TEXT SECTION
/---
Growing alternative to petroleum

Various technical topics related to science, energy, climate change and coal & gas.

Growing alternative to petroleum

Postby HVPA_research » Wed Jul 21, 2010 12:32 pm

Tags: biosequestration, genetics, agriculture, oils, CO2, safflower

WILL farmers be soon growing their own vehicle lubricants? Or their toothbrush? Their phone?

This is a link to a recent article in Stock&Land Growing alternative to petroleum that is reviewing results of a scientific forum in Cairns this week, where 230 scientists from 20 countries gathered to explore the emerging prospects for plant oils.

Allan Green, deputy chief of CSIRO’s Plant Industry division and convenor of the forum, said the need to find a replacement for finite fossil fuel reserves and to reduce greenhouse gas emissions makes a case for the serious exploration of plant oils.

Plants will never replace the four billion tonnes of petroleum-based fuels the world now uses each year, Dr Green said, but about a tenth of fossil fuel use is in industrial chemicals and lubricants.
\---
ENTRIES PROVIDED
/---
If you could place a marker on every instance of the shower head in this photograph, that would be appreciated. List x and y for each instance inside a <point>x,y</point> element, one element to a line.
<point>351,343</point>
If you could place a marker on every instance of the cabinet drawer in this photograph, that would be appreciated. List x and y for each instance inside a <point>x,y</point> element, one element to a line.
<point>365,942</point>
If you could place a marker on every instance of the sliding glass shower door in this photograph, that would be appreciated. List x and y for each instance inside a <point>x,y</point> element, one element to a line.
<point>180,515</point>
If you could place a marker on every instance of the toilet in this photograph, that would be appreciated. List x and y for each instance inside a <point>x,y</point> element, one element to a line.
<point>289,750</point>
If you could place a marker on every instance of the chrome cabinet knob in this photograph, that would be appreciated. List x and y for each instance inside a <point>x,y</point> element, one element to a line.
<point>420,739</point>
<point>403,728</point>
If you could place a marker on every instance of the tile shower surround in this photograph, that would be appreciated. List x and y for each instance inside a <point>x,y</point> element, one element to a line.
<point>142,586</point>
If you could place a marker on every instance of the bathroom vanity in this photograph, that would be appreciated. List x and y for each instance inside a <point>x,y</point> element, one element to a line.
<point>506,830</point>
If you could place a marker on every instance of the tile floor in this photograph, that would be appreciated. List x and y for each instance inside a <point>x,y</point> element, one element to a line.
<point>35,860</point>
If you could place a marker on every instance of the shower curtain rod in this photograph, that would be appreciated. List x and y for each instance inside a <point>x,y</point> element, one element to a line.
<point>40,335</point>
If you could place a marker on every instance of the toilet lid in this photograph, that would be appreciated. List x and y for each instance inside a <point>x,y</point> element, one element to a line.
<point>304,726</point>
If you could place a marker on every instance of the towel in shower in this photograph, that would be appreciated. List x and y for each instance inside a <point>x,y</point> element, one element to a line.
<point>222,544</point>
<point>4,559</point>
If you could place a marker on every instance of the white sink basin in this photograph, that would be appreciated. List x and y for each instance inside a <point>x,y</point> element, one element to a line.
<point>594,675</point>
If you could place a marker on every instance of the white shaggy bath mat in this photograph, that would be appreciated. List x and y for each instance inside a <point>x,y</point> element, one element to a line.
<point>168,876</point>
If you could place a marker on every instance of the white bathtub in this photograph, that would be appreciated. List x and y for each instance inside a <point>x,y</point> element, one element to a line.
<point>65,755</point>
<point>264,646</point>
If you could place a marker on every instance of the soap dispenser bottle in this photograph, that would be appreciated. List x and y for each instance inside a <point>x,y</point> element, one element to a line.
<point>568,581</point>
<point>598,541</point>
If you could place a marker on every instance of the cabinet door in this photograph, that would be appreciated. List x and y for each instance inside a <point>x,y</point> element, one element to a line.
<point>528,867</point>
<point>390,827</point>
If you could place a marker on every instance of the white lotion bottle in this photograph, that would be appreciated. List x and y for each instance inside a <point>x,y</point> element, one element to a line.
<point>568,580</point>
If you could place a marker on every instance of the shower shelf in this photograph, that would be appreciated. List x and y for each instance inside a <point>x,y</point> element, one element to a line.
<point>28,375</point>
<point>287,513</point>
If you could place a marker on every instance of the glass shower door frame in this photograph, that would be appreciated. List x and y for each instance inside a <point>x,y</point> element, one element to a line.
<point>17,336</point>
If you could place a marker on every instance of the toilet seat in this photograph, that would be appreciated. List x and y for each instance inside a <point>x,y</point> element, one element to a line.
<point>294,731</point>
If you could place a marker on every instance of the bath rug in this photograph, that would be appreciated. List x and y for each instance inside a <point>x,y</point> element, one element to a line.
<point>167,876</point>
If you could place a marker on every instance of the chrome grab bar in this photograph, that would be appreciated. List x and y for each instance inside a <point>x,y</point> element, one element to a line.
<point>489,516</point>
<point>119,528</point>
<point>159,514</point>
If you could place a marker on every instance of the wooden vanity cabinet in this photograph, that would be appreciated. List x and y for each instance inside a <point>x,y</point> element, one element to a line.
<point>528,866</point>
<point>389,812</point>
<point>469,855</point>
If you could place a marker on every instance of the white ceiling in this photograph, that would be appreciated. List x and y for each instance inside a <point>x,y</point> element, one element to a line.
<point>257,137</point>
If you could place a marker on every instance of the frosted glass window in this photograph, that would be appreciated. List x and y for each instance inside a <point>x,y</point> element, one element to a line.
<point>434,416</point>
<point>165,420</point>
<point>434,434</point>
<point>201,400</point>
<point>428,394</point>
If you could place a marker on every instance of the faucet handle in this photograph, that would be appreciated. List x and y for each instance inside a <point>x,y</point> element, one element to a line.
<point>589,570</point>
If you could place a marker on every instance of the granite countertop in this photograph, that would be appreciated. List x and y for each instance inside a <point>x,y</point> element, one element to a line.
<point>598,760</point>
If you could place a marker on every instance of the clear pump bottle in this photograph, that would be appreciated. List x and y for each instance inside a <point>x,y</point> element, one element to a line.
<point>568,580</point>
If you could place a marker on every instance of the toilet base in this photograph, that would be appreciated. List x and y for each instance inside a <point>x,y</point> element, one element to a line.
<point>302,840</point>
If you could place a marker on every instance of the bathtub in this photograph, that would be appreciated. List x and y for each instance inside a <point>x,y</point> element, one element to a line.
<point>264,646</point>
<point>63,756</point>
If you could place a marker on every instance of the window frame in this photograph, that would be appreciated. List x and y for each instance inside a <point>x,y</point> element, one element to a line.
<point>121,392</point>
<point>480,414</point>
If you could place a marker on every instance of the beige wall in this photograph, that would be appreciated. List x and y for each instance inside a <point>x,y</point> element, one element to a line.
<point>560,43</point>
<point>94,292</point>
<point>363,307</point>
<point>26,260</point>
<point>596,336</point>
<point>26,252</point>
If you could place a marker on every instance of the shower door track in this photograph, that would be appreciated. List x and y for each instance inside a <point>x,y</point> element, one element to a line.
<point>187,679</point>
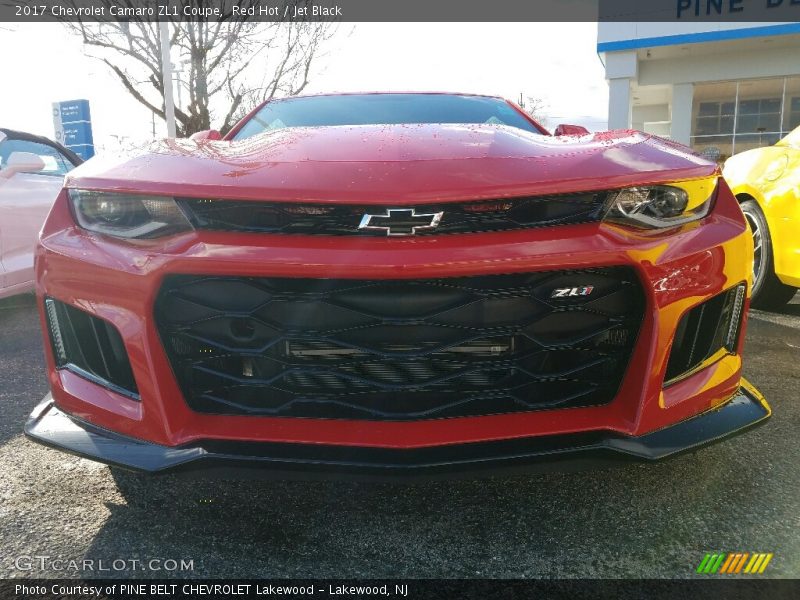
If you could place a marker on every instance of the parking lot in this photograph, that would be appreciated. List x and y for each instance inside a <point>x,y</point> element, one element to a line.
<point>639,521</point>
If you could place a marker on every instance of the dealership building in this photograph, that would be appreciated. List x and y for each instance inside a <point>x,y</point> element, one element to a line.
<point>720,88</point>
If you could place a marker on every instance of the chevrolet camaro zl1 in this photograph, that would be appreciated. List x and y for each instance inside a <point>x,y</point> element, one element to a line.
<point>394,284</point>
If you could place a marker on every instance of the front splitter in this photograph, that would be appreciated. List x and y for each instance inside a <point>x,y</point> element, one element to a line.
<point>52,427</point>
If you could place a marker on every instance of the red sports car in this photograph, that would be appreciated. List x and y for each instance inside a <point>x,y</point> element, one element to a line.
<point>394,284</point>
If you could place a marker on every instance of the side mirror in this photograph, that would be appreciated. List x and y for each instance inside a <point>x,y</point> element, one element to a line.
<point>206,134</point>
<point>22,162</point>
<point>571,130</point>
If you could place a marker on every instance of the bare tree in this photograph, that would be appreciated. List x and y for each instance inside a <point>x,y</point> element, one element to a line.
<point>225,67</point>
<point>535,107</point>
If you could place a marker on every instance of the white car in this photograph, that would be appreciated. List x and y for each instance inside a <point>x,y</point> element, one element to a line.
<point>32,170</point>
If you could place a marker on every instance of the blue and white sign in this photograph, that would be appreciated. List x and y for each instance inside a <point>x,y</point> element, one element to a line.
<point>72,122</point>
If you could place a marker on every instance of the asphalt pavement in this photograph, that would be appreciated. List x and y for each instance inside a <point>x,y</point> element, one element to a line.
<point>637,521</point>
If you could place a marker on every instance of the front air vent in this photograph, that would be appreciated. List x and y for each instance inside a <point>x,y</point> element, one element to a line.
<point>705,331</point>
<point>89,347</point>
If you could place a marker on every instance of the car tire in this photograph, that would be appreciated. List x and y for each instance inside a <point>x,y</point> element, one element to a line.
<point>768,291</point>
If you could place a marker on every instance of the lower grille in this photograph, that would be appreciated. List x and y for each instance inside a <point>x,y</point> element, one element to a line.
<point>397,349</point>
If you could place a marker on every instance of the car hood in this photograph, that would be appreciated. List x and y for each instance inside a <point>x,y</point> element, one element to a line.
<point>400,164</point>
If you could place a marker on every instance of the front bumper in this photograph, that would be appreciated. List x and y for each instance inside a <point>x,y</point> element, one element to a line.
<point>678,270</point>
<point>49,426</point>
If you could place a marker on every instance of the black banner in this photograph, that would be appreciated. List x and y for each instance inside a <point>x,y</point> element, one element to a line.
<point>403,10</point>
<point>575,589</point>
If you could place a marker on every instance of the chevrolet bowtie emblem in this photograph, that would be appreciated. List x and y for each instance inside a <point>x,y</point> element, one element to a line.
<point>400,221</point>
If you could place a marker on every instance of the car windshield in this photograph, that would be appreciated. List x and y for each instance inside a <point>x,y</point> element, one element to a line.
<point>383,109</point>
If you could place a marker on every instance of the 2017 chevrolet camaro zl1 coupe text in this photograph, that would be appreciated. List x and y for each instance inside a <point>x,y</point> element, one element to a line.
<point>394,284</point>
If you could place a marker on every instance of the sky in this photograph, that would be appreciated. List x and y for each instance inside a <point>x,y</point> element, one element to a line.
<point>558,63</point>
\---
PROBLEM 1
Repeat the plant oils post word for word, from "WILL farmers be" to "for plant oils.".
PROBLEM 2
Carry on the plant oils post from the point where it stops.
The listing isn't needed here.

TASK ANSWER 1
WILL farmers be soon growing their own vehicle lubricants? Or their toothbrush? Their phone?

This is a link to a recent article in Stock&Land Growing alternative to petroleum that is reviewing results of a scientific forum in Cairns this week, where 230 scientists from 20 countries gathered to explore the emerging prospects for plant oils.

TASK ANSWER 2
“The real end game is that we need to find another source of all the chemicals we use in industry - the plastics, the polymers that come from petroleum at the moment.”

“To do that you really need to make different oils, ones that have some of the properties of petroleum.”

A clear promise of plant oils is their lower contribution to greenhouse emissions.

“Every time we dig up fossil fuels we bring carbon into the atmosphere, and that raises the bar on getting emissions out of the atmosphere. It doesn’t make a lot of sense to keep pulling it out of the ground and then keep trying to sequester it back in there.

“Plants utilise carbon dioxide that’s already in the atmosphere, and we can make products from them and lock some of that CO2 away. It’s a sort of biosequestration system that in the long term might be able to maintain some sort of equilibrium in the carbon cycle.”

Dr Green expects that getting plants to produce the right sort of oils will take until 2015-2020.